What this task involves: Which lines in the records below contain the word "tree"? Copy each of them.

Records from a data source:

══════

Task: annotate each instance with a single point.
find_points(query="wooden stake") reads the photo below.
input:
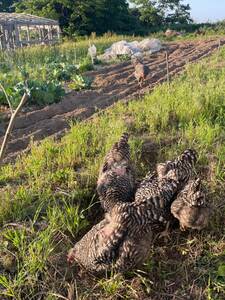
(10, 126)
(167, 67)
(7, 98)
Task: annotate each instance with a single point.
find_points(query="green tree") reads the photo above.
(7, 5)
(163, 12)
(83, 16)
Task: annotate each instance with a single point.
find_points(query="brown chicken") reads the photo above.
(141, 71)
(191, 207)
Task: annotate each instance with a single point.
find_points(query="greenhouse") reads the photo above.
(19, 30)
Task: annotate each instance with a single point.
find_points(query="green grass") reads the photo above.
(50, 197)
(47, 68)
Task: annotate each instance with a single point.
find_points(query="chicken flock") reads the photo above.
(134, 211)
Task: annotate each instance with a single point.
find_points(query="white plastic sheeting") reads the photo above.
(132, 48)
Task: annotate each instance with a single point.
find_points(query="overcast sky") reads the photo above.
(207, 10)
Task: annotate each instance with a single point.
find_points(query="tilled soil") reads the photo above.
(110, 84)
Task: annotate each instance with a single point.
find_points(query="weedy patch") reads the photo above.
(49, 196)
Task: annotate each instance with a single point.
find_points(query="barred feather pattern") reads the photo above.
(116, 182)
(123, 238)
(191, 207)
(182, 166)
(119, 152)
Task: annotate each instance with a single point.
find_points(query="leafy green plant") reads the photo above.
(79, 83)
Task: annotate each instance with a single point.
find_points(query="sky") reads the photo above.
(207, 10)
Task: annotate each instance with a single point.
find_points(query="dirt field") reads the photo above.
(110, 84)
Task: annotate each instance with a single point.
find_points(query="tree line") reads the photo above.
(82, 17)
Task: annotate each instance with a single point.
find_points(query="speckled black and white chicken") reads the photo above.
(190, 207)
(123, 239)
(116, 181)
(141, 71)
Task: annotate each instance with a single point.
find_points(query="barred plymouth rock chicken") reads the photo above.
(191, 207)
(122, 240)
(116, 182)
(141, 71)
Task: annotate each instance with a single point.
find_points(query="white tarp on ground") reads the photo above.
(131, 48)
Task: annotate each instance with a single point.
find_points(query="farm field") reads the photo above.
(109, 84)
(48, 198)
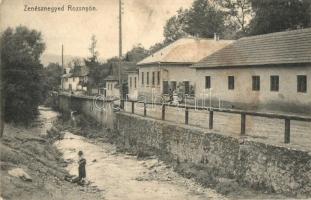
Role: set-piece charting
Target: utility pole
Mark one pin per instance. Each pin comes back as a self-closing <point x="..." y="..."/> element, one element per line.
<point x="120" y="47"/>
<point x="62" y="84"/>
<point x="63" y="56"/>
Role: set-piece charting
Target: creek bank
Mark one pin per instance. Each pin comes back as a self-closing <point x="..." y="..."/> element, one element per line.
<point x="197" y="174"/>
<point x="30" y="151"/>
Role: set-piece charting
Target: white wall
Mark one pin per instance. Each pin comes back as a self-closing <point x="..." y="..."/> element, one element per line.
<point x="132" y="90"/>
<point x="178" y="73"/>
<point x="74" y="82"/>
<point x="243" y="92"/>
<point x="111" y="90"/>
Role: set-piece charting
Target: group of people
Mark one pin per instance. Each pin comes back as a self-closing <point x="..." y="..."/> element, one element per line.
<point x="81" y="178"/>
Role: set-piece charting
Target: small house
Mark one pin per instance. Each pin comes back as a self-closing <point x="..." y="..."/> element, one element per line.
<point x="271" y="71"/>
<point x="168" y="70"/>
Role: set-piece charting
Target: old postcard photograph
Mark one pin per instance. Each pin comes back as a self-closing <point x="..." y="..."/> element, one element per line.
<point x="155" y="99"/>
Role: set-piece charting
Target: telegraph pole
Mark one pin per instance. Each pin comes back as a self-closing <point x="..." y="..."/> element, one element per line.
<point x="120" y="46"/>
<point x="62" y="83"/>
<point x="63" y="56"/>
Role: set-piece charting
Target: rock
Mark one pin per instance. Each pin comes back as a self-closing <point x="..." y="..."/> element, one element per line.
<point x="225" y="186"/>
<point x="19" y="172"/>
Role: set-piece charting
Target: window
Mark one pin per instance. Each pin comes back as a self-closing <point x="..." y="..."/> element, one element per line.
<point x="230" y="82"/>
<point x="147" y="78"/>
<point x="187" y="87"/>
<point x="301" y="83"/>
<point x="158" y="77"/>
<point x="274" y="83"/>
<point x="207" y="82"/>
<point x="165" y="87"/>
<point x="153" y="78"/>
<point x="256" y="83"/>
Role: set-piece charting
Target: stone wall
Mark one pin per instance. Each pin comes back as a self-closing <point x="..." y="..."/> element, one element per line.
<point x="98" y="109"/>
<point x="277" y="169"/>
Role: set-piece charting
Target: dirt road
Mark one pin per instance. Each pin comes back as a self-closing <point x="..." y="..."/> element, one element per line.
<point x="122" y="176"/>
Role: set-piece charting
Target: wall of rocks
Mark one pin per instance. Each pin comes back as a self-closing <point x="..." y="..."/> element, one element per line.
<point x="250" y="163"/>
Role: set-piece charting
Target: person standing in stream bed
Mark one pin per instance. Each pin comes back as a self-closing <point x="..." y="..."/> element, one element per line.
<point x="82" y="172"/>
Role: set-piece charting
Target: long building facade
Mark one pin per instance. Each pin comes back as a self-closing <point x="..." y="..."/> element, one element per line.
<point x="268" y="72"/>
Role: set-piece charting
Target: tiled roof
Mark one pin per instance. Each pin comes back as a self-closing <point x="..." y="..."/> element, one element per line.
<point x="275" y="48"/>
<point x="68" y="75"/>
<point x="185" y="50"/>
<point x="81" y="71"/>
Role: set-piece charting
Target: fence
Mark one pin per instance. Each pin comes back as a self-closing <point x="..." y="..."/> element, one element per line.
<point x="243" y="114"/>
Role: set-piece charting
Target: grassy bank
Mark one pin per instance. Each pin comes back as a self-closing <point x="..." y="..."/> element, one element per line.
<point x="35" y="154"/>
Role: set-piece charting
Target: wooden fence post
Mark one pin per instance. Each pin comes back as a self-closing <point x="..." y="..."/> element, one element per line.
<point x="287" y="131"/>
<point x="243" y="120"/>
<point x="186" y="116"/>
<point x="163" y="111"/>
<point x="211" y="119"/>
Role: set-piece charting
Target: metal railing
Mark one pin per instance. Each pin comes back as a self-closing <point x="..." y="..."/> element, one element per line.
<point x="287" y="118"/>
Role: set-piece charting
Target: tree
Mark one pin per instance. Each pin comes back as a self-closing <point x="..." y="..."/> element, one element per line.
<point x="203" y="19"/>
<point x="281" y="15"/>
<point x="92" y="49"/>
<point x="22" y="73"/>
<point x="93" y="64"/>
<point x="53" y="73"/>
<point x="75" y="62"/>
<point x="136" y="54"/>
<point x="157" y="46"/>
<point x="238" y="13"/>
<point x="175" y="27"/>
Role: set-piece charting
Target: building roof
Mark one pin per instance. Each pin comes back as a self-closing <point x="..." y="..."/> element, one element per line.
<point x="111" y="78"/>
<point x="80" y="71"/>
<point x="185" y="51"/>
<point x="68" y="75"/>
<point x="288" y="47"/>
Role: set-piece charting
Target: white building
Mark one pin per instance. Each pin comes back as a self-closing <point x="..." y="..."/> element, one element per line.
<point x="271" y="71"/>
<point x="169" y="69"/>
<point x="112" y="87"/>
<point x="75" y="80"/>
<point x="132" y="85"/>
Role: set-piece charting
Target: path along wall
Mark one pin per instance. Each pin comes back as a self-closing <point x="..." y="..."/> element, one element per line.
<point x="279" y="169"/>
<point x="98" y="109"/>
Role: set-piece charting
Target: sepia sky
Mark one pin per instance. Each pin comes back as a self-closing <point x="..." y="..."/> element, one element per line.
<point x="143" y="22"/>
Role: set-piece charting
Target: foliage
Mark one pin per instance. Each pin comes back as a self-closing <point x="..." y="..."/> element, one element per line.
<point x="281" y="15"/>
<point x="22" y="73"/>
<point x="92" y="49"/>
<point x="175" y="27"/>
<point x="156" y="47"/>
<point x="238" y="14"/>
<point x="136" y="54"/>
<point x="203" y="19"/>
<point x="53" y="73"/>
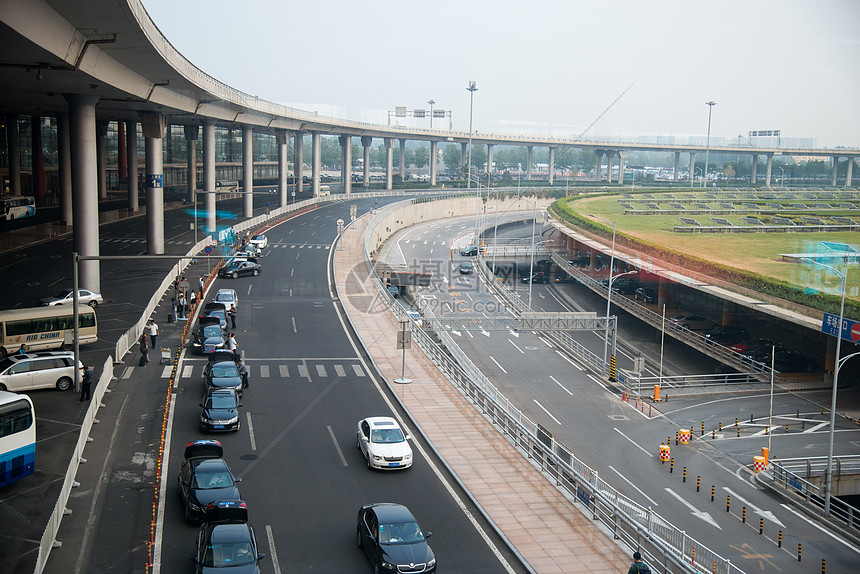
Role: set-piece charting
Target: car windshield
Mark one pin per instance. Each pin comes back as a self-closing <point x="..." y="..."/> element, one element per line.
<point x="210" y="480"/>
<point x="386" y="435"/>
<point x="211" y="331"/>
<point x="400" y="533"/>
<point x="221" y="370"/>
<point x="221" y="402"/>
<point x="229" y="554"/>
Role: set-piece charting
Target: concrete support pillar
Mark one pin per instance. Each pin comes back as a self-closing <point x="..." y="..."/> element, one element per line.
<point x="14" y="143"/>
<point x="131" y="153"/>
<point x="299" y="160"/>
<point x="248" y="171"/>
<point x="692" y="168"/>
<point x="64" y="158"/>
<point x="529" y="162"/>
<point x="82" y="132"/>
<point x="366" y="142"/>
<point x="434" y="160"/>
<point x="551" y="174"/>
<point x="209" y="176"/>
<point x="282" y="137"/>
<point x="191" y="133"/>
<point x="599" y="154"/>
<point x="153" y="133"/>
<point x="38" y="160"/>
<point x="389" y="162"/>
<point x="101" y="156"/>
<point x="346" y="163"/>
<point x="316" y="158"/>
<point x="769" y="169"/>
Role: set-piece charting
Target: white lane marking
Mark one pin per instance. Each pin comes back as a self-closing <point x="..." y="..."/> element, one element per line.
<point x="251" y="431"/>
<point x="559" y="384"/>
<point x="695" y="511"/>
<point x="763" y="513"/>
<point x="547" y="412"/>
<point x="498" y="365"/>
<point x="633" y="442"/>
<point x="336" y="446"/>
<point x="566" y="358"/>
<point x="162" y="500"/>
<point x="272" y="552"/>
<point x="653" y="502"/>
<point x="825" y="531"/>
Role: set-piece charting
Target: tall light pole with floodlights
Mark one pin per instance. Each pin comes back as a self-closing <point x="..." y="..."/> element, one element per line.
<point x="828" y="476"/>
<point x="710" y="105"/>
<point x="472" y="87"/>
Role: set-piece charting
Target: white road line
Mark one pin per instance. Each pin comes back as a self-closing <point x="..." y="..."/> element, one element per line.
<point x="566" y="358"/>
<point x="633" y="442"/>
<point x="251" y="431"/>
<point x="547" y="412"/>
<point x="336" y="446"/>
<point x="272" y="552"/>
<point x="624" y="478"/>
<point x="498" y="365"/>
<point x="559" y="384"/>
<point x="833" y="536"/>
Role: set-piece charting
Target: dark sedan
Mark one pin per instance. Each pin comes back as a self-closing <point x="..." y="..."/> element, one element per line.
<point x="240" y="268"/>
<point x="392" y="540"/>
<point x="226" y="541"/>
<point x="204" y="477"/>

══════

Task result:
find_points(query="green tree") reads the photo above.
find_points(query="tree line") reads the photo above.
Target: tree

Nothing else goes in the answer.